What you need to do is retype every entry exactly as written.

> _DATA SUPPLIED_:
═══

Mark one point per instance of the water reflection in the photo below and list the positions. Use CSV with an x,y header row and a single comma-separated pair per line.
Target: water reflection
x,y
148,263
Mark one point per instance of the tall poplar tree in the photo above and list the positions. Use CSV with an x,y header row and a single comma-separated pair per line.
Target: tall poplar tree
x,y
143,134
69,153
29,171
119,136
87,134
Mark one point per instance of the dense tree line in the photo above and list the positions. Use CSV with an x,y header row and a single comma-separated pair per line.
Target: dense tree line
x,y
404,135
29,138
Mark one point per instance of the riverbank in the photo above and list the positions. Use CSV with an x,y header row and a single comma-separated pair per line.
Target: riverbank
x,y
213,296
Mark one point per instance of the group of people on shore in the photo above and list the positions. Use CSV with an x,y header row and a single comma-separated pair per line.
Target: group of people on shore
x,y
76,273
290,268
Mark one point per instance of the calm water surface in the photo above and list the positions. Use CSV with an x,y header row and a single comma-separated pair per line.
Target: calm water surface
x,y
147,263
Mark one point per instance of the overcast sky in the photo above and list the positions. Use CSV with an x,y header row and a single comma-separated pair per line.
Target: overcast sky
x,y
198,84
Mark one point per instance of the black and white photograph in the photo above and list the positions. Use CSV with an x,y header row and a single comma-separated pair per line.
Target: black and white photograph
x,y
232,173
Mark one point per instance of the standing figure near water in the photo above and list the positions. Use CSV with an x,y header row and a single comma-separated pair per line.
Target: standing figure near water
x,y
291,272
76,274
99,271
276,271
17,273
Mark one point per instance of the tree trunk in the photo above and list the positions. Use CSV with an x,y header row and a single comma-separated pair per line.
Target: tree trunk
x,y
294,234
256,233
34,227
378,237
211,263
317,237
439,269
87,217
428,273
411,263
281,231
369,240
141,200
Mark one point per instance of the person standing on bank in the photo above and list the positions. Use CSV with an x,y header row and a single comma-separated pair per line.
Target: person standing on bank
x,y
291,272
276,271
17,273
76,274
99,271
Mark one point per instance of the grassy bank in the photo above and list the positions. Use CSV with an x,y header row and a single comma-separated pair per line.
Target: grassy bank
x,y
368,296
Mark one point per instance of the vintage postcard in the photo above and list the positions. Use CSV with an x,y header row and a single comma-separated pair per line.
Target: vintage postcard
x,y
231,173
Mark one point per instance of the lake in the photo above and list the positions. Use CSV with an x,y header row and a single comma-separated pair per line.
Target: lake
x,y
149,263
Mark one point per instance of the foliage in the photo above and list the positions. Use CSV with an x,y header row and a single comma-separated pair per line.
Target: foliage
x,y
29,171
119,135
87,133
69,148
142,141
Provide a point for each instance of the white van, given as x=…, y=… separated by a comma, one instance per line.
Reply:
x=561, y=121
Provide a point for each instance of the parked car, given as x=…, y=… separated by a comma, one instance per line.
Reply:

═══

> _ANSWER TO THE PROBLEM_:
Mark one point per instance of the water reflection in the photo below and list the positions. Use CSV with an x,y header row and a single comma-separated pair per line.
Target: water reflection
x,y
148,263
Mark one point per instance of the tall poplar tree in the photo above and list the positions. Use CSV with an x,y header row and a single comma-separated pair per line.
Target: tall poplar tree
x,y
143,134
69,153
29,171
119,136
87,134
Mark one point per instance of the dense tree line in the photo above and list the positions. Use CSV with an x,y header row and a single comma-separated pair per line.
Target: dense tree line
x,y
404,135
29,138
Mark one point per instance of the riverbank in the photo above and list the positions. Use CSV with an x,y header row and a single comma-separated pair per line.
Target: riverbank
x,y
213,296
Mark one point per instance of the group of people on shore in the photo above and list the positions. Use CSV with an x,y header row and a single comma-separated pair per line.
Target: group of people on shore
x,y
76,273
290,268
Mark one point per instance of the calm water surface in the photo above and list the positions. Use CSV with an x,y header row and a single comma-separated pair per line.
Target: calm water surface
x,y
147,263
Mark one point per instance of the overcast sky in the photo above and list the positions. Use CSV with an x,y header row and a single comma-separated pair per line.
Target: overcast sky
x,y
198,84
Mark one point per instance of the black and white photograph in the photo above and list the positions. Use CSV with an x,y header row and a single comma-separated pair per line.
Target: black and white photograph
x,y
232,173
Mark one point per instance of the standing figure near water in the photo above and list the positions. Use CSV with an x,y header row and a single comma-separated pair per line.
Target: standing figure near water
x,y
291,272
76,274
99,271
276,271
17,273
Mark one point per instance of the tree trunk in the photo above and list the positions. Use CSV with an x,y header row and a single comma-separated pair per line.
Target: tree trunk
x,y
294,234
256,233
34,227
378,237
211,263
317,237
439,269
87,217
428,273
411,263
281,231
369,240
141,200
Mark one point per instance of the person standing on bank in the photo above and list the positions. Use CSV with an x,y header row and a single comma-separated pair per line.
Target: person standing on bank
x,y
291,272
276,271
17,273
76,274
99,271
Mark one point per instance of the grassy bank in the photo above and list the positions. Use CSV with an x,y header row and a single comma-separated pair per line.
Target: grassy bank
x,y
368,296
Mark one point per instance of the vintage postcard in the photo above and list the positions. Use CSV with an x,y header row and a single comma-separated pair per line.
Target: vintage postcard
x,y
231,173
Mark one point per instance of the lake in the photo above and list the positions. Use CSV with an x,y header row and a single comma-separated pair per line.
Target: lake
x,y
149,263
Mark one point per instance of the foliage in the photo above and list the positions. Use CSV with an x,y header row and a single comma-separated pair per line.
Target: foliage
x,y
29,171
119,135
87,133
69,148
142,141
Provide a point for each instance of the white van, given as x=…, y=… separated by a comma, one instance per line.
Reply:
x=561, y=121
Provide a point for each instance of the parked car, given as x=…, y=… separated by a comma, one instance per line.
Reply:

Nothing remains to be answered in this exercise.